* **WHAT YOU NEED TO DO**: Nothing in the data may be altered; restate all of it exactly.

[Extracted data entries]
================

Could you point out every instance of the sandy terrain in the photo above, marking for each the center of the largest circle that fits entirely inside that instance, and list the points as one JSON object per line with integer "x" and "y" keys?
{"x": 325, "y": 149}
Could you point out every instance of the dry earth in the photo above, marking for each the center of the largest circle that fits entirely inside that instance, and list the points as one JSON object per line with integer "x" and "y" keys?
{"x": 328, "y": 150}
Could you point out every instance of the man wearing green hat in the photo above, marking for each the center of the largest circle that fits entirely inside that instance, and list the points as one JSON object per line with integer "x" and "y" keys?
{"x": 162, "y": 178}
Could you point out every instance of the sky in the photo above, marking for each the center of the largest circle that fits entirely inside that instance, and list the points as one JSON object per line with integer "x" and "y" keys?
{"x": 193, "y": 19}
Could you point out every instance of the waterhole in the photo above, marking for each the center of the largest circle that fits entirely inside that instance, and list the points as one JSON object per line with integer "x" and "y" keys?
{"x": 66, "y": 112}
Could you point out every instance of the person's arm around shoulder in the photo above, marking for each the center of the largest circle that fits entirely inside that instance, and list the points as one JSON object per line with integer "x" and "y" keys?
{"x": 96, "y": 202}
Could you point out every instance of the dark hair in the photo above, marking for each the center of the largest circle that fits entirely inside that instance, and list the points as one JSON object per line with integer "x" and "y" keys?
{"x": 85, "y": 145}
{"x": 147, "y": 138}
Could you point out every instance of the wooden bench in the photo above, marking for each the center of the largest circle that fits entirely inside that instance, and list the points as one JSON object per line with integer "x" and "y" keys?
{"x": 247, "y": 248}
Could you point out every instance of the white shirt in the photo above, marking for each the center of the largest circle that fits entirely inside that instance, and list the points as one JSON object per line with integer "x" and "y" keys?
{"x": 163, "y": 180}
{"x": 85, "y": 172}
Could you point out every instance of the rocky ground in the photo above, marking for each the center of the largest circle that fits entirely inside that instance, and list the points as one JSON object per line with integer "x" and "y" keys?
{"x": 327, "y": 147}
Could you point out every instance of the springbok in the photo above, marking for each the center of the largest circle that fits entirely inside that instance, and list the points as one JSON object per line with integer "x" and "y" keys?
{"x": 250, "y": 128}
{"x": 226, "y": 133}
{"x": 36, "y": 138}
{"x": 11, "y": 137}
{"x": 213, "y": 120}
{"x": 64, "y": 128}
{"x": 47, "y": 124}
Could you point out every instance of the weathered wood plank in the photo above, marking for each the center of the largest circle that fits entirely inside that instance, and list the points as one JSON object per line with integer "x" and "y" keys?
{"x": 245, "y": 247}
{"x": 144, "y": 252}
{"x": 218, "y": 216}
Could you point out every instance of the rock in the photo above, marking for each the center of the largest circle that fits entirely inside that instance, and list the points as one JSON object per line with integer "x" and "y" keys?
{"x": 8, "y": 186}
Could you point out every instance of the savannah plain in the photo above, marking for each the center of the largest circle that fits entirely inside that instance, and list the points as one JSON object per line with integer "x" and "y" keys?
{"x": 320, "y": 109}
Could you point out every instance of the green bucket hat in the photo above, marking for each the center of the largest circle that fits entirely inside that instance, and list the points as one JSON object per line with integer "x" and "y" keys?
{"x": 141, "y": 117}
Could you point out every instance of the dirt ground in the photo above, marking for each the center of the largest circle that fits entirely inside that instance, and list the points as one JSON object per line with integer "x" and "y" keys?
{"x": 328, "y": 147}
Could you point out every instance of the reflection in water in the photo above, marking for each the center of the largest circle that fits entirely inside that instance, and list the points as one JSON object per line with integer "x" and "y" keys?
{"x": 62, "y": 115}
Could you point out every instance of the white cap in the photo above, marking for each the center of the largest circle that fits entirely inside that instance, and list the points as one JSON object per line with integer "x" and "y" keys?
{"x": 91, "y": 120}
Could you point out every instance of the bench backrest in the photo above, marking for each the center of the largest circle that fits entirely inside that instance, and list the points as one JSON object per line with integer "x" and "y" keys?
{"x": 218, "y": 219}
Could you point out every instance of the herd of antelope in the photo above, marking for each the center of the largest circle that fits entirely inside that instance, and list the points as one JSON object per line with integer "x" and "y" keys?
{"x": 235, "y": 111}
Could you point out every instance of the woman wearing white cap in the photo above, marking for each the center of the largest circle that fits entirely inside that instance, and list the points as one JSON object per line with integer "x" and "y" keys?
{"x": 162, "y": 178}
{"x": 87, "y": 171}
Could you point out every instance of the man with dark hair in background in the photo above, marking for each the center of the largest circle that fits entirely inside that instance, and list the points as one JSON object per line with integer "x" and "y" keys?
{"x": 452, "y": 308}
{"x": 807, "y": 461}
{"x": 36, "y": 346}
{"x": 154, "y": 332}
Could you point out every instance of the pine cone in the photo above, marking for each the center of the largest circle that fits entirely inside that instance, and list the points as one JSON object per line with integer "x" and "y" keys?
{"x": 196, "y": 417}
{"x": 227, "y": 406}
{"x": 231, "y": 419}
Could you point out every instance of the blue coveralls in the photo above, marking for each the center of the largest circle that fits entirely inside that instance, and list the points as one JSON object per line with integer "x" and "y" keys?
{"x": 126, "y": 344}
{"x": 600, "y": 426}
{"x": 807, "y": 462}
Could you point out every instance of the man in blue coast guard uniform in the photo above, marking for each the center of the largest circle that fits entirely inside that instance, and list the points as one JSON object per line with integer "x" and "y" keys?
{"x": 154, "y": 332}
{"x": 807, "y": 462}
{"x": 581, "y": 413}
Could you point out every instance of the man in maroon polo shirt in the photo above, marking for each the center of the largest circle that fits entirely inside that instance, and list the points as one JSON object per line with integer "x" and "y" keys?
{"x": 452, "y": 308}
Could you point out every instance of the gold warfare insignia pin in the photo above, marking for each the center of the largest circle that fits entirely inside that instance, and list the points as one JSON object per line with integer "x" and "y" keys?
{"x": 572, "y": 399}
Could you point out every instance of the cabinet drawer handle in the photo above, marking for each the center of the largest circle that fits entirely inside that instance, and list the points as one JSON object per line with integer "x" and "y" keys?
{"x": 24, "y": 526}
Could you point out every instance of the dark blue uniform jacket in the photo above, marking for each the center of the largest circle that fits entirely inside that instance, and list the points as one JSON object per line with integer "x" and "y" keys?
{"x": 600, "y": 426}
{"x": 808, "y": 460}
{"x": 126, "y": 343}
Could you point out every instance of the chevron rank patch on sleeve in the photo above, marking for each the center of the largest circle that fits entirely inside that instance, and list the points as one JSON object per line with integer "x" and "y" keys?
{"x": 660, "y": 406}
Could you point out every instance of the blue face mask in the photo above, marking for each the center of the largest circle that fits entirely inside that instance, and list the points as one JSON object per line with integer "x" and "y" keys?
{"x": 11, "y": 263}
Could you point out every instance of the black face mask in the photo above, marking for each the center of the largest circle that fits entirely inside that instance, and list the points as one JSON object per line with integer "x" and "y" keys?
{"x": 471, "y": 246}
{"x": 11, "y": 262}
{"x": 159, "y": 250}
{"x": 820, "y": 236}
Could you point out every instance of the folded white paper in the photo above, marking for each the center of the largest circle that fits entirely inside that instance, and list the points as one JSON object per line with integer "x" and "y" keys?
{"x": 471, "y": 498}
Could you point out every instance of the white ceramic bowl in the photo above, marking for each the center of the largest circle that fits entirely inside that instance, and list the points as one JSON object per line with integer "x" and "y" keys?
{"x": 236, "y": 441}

================

* **COMPLETED EXERCISE**:
Could you point out every instance of the sandy terrain in the photo above, marking for each the center of the largest circle that fits entirely inside that instance, and list the points as one JSON object per line with integer "x" and "y" keys?
{"x": 325, "y": 149}
Could you point out every instance of the dry earth in the photo above, marking for each the center of the largest circle that fits entirely inside that instance, and list the points as one JSON object per line with integer "x" and "y" keys?
{"x": 328, "y": 150}
Could you point out every instance of the man wearing green hat in the photo above, marking for each the center of the largest circle that fits entirely inside that instance, and list the points as one JSON object per line with integer "x" and "y" keys?
{"x": 162, "y": 178}
Could you point out every instance of the sky in the photo above, marking for each the center of the largest circle that fits entirely inside that instance, and list the points as one JSON object per line with integer "x" and "y" keys?
{"x": 193, "y": 19}
Could you point out every instance of the waterhole in the photo above, marking for each the center of the largest circle that fits entirely inside that instance, and list the points as one JSON object per line with integer "x" and "y" keys?
{"x": 66, "y": 112}
Could you point out every instance of the person's arm around shoulder in the photo above, marking for each the center of the largest circle that fits entirely inside that instance, and list the points as one JSON object per line with integer "x" and "y" keys?
{"x": 96, "y": 202}
Could you point out every instance of the dark hair in the photo above, marking for each the center of the largest circle that fits entirely inside that instance, and list the points as one JSON object per line with integer "x" and "y" keys?
{"x": 85, "y": 145}
{"x": 147, "y": 138}
Could you point out every instance of the wooden bench in the photo above, marking for each the center of the largest circle that fits entirely inside that instance, and list the points as one JSON object per line with integer "x" and "y" keys?
{"x": 247, "y": 248}
Could you point out every instance of the white shirt in the photo above, marking for each the center of the largest circle that fits entirely inside that instance, and list the points as one JSON object per line with integer "x" and "y" keys?
{"x": 163, "y": 180}
{"x": 85, "y": 172}
Could you point out every instance of the rocky ground in the photo above, marking for each the center of the largest circle that fits entirely inside that instance, and list the points as one JSON object per line with integer "x" and "y" keys?
{"x": 327, "y": 147}
Could you point out every instance of the springbok in the photo above, marking for each the center of the largest circle that fits entirely inside that instance, and list the points as one JSON object per line with integer "x" and "y" keys?
{"x": 250, "y": 128}
{"x": 226, "y": 133}
{"x": 36, "y": 138}
{"x": 11, "y": 137}
{"x": 213, "y": 120}
{"x": 64, "y": 128}
{"x": 47, "y": 124}
Could you point out every instance of the weathered wood plank in the photo above, marking for each the center of the largest circle that fits entirely inside that instance, and list the points as one JSON object per line with integer "x" and "y" keys?
{"x": 245, "y": 247}
{"x": 144, "y": 252}
{"x": 218, "y": 216}
Could you point out every instance of the rock in the photo above, marking for each the center of the largest circle that fits entirely inside that instance, and list the points as one JSON object per line with integer "x" and "y" keys?
{"x": 8, "y": 186}
Could you point out every instance of the savannah plain in the photo above, marking for each the center of the largest circle that fits entirely inside that instance, and list the points as one JSON object per line with integer "x" and "y" keys?
{"x": 320, "y": 109}
Could you point out every instance of the green bucket hat in the photo above, marking for each the center of the largest circle that fits entirely inside that instance, and list the points as one JSON object per line with integer "x" and "y" keys?
{"x": 141, "y": 117}
Could you point out every instance of the dirt ground in the photo above, marking for each the center of the largest circle that fits entirely inside that instance, and list the points as one JSON object per line with integer "x" and "y" keys?
{"x": 328, "y": 147}
Could you point out every instance of the reflection in water in the photo above, marking for each the center of the largest circle that fits entirely inside that instance, and list the points as one JSON object per line with integer "x" and "y" keys?
{"x": 62, "y": 115}
Could you point out every instance of the white cap in the photo above, marking for each the center of the largest circle that fits entirely inside that instance, and list the points as one JSON object per line with integer "x" and "y" keys?
{"x": 91, "y": 120}
Could you point out every instance of the bench backrest in the photo above, marking for each the center of the largest circle that fits entirely inside that instance, and list the points as one JSON object per line with integer "x" and "y" keys?
{"x": 218, "y": 219}
Could you point out every instance of the herd of antelope in the photo above, marking for each the center of the largest circle that fits entirely inside that instance, and list the points as one JSON object per line with integer "x" and "y" keys?
{"x": 235, "y": 111}
Could you point out every instance of the woman wearing white cap in the photo above, marking for each the center of the largest circle that fits entirely inside that instance, and list the points as one JSON object per line with integer "x" and "y" keys?
{"x": 162, "y": 178}
{"x": 87, "y": 171}
Could you point out every instance of the man with dark hair in background in the photo above, marking for each the center of the largest circle that fits entirely inside that instance, and list the points as one JSON object per line with integer "x" and "y" keys?
{"x": 452, "y": 308}
{"x": 807, "y": 461}
{"x": 36, "y": 346}
{"x": 154, "y": 332}
Could you point out every instance of the pine cone in the photo above, marking for each the center of the largest circle that fits entirely inside that instance, and list the points as one JSON object per line with integer "x" and "y" keys?
{"x": 196, "y": 417}
{"x": 227, "y": 406}
{"x": 231, "y": 419}
Could you point out every instance of the blue coveralls in the photo above, marking for each the center of the largest circle that fits entirely inside that instance, and list the points as one JSON object per line with integer "x" and "y" keys?
{"x": 126, "y": 344}
{"x": 600, "y": 426}
{"x": 807, "y": 462}
Could you point out every instance of the man in blue coast guard uniform in the photo above, marking for each the center of the largest circle that fits entirely inside that instance, and list the points as one JSON object per line with integer "x" and "y" keys?
{"x": 154, "y": 332}
{"x": 807, "y": 462}
{"x": 581, "y": 413}
Could you point out every instance of the man in maroon polo shirt in the photo above, marking for each the center of the largest circle that fits entirely inside that instance, and list the points as one JSON object per line with integer "x" and "y" keys?
{"x": 452, "y": 308}
Could you point out every instance of the gold warfare insignia pin in the photo above, marking for each the center of the largest circle that fits entirely inside that instance, and list the points as one JSON object per line with integer "x" and "y" keys?
{"x": 572, "y": 399}
Could you point out every instance of the cabinet drawer handle in the photo above, marking for each the center of the largest circle that fits entirely inside that instance, and list the points as one JSON object per line with integer "x" and "y" keys?
{"x": 24, "y": 526}
Could you point out every instance of the dark blue uniform jacket in the photo above, marking for each the center of the largest circle that fits entirely inside that instance, and list the points as one JSON object per line with integer "x" and "y" keys?
{"x": 600, "y": 426}
{"x": 808, "y": 460}
{"x": 126, "y": 343}
Could you point out every instance of the chevron rank patch on sleeve in the photo above, marking for each the center of the largest circle that fits entirely inside that instance, and list the points as one JSON object per line with integer "x" and "y" keys?
{"x": 660, "y": 406}
Could you point out every instance of the blue face mask in the photo above, marking for each the center of the largest circle that fits entirely inside that instance, and list the points as one JSON object per line with integer "x" and "y" keys?
{"x": 11, "y": 263}
Could you point out every instance of the black face mask in the photo above, marking for each the center of the largest circle that fits entirely inside that instance, and list the points as one JSON object per line with integer "x" and "y" keys?
{"x": 471, "y": 246}
{"x": 11, "y": 262}
{"x": 159, "y": 250}
{"x": 820, "y": 236}
Could you point out every instance of the folded white paper in the photo above, marking for each the center of the largest circle that fits entirely inside that instance, and list the points as one JSON object per line with integer "x" and "y" keys?
{"x": 471, "y": 498}
Could you point out every instance of the white ceramic bowl in the photo above, marking for each the center of the largest circle that fits entirely inside that instance, and list the points as one JSON object per line with integer "x" and "y" keys?
{"x": 236, "y": 441}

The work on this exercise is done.